» **EXCERPTED RECORDS**
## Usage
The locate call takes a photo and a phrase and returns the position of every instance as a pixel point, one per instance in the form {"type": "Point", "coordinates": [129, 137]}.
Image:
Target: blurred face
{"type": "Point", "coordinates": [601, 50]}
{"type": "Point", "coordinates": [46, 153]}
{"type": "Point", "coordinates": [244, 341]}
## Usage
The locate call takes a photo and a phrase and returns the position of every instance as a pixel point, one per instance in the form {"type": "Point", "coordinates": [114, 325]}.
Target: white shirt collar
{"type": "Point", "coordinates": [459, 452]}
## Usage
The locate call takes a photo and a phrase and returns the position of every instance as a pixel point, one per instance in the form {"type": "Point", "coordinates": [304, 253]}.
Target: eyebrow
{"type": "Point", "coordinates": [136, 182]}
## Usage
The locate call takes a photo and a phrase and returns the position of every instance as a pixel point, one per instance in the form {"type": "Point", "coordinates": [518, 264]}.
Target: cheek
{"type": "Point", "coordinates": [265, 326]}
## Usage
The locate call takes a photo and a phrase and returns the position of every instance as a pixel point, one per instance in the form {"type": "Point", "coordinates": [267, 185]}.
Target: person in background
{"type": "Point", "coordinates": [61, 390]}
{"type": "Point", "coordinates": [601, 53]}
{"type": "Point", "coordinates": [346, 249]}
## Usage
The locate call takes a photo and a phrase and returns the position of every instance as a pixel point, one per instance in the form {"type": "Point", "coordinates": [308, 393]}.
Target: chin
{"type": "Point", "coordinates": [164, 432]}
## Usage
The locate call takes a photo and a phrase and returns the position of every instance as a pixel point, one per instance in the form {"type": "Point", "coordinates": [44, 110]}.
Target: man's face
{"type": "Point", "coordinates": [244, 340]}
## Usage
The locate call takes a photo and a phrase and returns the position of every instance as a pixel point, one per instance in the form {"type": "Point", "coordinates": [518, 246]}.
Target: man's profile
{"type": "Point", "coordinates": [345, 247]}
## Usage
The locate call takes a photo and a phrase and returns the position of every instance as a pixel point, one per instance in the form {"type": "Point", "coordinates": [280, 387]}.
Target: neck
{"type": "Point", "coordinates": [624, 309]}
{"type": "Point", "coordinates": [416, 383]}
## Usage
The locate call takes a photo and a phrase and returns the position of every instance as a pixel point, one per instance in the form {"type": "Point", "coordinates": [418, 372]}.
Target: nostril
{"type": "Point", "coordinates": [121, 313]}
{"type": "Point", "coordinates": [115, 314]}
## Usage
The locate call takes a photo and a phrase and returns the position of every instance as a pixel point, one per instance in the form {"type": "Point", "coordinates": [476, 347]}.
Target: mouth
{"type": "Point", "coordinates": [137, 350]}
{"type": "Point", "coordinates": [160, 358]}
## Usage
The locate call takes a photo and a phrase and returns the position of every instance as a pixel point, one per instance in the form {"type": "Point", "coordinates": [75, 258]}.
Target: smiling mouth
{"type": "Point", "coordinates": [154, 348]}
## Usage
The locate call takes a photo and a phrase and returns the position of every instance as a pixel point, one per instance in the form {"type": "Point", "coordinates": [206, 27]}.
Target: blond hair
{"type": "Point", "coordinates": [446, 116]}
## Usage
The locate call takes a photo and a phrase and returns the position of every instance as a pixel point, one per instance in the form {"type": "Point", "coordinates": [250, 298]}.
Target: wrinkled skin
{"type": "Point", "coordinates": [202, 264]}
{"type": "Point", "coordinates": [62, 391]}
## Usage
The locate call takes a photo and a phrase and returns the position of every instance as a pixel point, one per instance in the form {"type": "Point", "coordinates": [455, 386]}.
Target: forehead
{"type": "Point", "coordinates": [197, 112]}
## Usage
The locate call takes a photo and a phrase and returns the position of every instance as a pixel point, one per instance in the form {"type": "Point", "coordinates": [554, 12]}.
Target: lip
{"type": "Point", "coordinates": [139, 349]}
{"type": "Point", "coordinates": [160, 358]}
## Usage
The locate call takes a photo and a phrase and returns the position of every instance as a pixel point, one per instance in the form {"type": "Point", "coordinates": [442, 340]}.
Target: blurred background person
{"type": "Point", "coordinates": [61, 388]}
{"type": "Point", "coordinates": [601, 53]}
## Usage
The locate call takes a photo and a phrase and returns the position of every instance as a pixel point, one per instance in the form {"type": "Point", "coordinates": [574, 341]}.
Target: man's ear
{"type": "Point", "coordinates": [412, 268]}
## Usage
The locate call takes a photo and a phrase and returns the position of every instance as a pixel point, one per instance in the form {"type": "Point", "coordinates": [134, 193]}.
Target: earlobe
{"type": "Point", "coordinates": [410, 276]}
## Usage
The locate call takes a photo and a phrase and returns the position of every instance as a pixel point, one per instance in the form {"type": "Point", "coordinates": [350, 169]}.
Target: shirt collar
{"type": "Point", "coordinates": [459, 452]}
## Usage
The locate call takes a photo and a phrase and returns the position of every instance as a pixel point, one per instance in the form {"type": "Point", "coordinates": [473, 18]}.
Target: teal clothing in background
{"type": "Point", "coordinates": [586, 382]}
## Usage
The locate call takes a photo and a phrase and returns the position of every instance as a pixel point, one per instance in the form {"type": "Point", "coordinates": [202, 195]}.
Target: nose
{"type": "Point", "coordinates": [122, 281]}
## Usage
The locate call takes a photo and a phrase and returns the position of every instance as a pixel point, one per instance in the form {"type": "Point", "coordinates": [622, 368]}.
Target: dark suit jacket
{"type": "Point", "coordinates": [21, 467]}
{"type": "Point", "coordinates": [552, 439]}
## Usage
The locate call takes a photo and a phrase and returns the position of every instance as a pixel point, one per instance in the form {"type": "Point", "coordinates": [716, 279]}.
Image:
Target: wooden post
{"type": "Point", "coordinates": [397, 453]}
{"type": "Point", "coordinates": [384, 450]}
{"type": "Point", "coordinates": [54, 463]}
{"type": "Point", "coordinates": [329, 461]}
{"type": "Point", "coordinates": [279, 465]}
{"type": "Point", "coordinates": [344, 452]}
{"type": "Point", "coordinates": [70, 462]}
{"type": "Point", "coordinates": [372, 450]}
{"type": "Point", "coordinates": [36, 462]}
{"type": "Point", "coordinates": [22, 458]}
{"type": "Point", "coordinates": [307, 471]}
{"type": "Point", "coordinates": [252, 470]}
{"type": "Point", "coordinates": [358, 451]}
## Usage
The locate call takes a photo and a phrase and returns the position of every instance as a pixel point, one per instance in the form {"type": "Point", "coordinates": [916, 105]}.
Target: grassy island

» **PROBLEM TO WORK ON**
Extract all the material, leaving every line as it is.

» **THE RESULT**
## Usage
The locate call takes a photo and a phrase and returns the position of every instance as a pixel point, one per instance in the form {"type": "Point", "coordinates": [129, 137]}.
Image:
Target: blurred face
{"type": "Point", "coordinates": [601, 50]}
{"type": "Point", "coordinates": [46, 153]}
{"type": "Point", "coordinates": [244, 341]}
## Usage
The locate call takes a photo and a phrase and returns the position of every instance as a pixel point, one per instance in the form {"type": "Point", "coordinates": [114, 325]}.
Target: white shirt collar
{"type": "Point", "coordinates": [459, 452]}
## Usage
The locate call takes a photo and a phrase and returns the position of every instance as a pixel point, one per instance in the form {"type": "Point", "coordinates": [304, 253]}.
Target: eyebrow
{"type": "Point", "coordinates": [136, 182]}
## Usage
The locate call takes a photo and a phrase and returns the position of every instance as a pixel point, one per instance in the form {"type": "Point", "coordinates": [518, 264]}.
Target: cheek
{"type": "Point", "coordinates": [265, 326]}
## Usage
The locate call takes a photo and a phrase and returns the position of every instance as a pixel point, one per instance in the form {"type": "Point", "coordinates": [267, 185]}.
Target: person in background
{"type": "Point", "coordinates": [61, 390]}
{"type": "Point", "coordinates": [601, 53]}
{"type": "Point", "coordinates": [346, 249]}
## Usage
The locate call takes a photo and a phrase and returns the position of every instance as a pixel point, one per instance in the form {"type": "Point", "coordinates": [308, 393]}.
Target: chin
{"type": "Point", "coordinates": [164, 432]}
## Usage
The locate call takes a photo and a phrase and returns the position of every instance as a pixel point, one per instance in the form {"type": "Point", "coordinates": [44, 110]}.
Target: man's face
{"type": "Point", "coordinates": [244, 340]}
## Usage
The locate call takes a photo and a phrase and returns the position of every instance as a pixel point, one per instance in the form {"type": "Point", "coordinates": [518, 246]}.
Target: man's profile
{"type": "Point", "coordinates": [345, 247]}
## Usage
The locate call takes a photo and a phrase and returns the position of every instance as a pixel point, one per instance in the form {"type": "Point", "coordinates": [280, 387]}.
Target: neck
{"type": "Point", "coordinates": [624, 309]}
{"type": "Point", "coordinates": [416, 383]}
## Usage
The locate call takes a photo and a phrase and returns the position of every instance as a pixel point, one per instance in the form {"type": "Point", "coordinates": [418, 372]}.
Target: nostril
{"type": "Point", "coordinates": [121, 313]}
{"type": "Point", "coordinates": [115, 314]}
## Usage
The locate call takes a photo and a phrase and returns the position of every instance as a pixel point, one per instance in the form {"type": "Point", "coordinates": [476, 347]}.
Target: mouth
{"type": "Point", "coordinates": [137, 350]}
{"type": "Point", "coordinates": [160, 358]}
## Usage
The locate call takes a photo and a phrase and returns the position of every instance as a pixel point, one per instance in the form {"type": "Point", "coordinates": [75, 258]}.
Target: smiling mouth
{"type": "Point", "coordinates": [154, 348]}
## Usage
The locate call takes a photo and a phrase and returns the position of every instance as a pixel point, one per instance in the form {"type": "Point", "coordinates": [206, 27]}.
Target: blond hair
{"type": "Point", "coordinates": [446, 116]}
## Usage
The locate call takes a photo and a phrase and returns the position of every instance as a pixel point, one per instance in the form {"type": "Point", "coordinates": [250, 298]}.
Target: wrinkled skin
{"type": "Point", "coordinates": [202, 264]}
{"type": "Point", "coordinates": [62, 391]}
## Usage
The locate call takes a photo and a phrase and returns the position of every instance as a pixel point, one per instance in the form {"type": "Point", "coordinates": [455, 386]}.
Target: forehead
{"type": "Point", "coordinates": [197, 112]}
## Usage
The locate call takes a photo and a phrase and returns the position of every instance as a pixel point, one per instance in the form {"type": "Point", "coordinates": [554, 12]}.
Target: lip
{"type": "Point", "coordinates": [139, 349]}
{"type": "Point", "coordinates": [160, 358]}
## Usage
The locate call takes a photo and a phrase and returns the position of every instance as a pixel point, one per instance in the form {"type": "Point", "coordinates": [442, 340]}.
Target: blurred background person
{"type": "Point", "coordinates": [61, 388]}
{"type": "Point", "coordinates": [601, 53]}
## Usage
The locate call takes a photo and a phrase and returns the position of every instance as a pixel point, one per instance in the form {"type": "Point", "coordinates": [574, 341]}.
Target: man's ear
{"type": "Point", "coordinates": [412, 268]}
## Usage
The locate call takes a photo and a phrase and returns the position of every instance as a pixel point, one per instance in the form {"type": "Point", "coordinates": [134, 193]}.
Target: earlobe
{"type": "Point", "coordinates": [410, 276]}
## Usage
The locate call takes a photo and a phrase and returns the position of every instance as a pixel point, one per instance in the form {"type": "Point", "coordinates": [350, 169]}.
Target: shirt collar
{"type": "Point", "coordinates": [459, 452]}
## Usage
The locate call takes a photo and a phrase and returns the position of every instance as a pixel point, one per instance in the form {"type": "Point", "coordinates": [473, 18]}.
Target: teal clothing in background
{"type": "Point", "coordinates": [586, 382]}
## Usage
The locate call takes a photo and a phrase and returns the position of every instance as a pixel point, one per instance in the form {"type": "Point", "coordinates": [202, 195]}.
Target: nose
{"type": "Point", "coordinates": [122, 281]}
## Usage
The locate call takes a photo and a phrase and returns the position of every instance as a pixel point, one per instance in the form {"type": "Point", "coordinates": [622, 368]}.
Target: dark suit jacket
{"type": "Point", "coordinates": [21, 467]}
{"type": "Point", "coordinates": [552, 439]}
## Usage
The locate call takes a photo and a phrase and returns the position of every instance as a pixel point, one per instance in the form {"type": "Point", "coordinates": [716, 279]}.
Image:
Target: wooden post
{"type": "Point", "coordinates": [397, 453]}
{"type": "Point", "coordinates": [384, 450]}
{"type": "Point", "coordinates": [54, 463]}
{"type": "Point", "coordinates": [329, 461]}
{"type": "Point", "coordinates": [279, 465]}
{"type": "Point", "coordinates": [344, 452]}
{"type": "Point", "coordinates": [70, 462]}
{"type": "Point", "coordinates": [372, 450]}
{"type": "Point", "coordinates": [36, 462]}
{"type": "Point", "coordinates": [22, 458]}
{"type": "Point", "coordinates": [307, 471]}
{"type": "Point", "coordinates": [252, 470]}
{"type": "Point", "coordinates": [358, 451]}
## Usage
The locate call takes a photo and a phrase and returns the position of every instance as a pixel point, one per instance in the form {"type": "Point", "coordinates": [916, 105]}.
Target: grassy island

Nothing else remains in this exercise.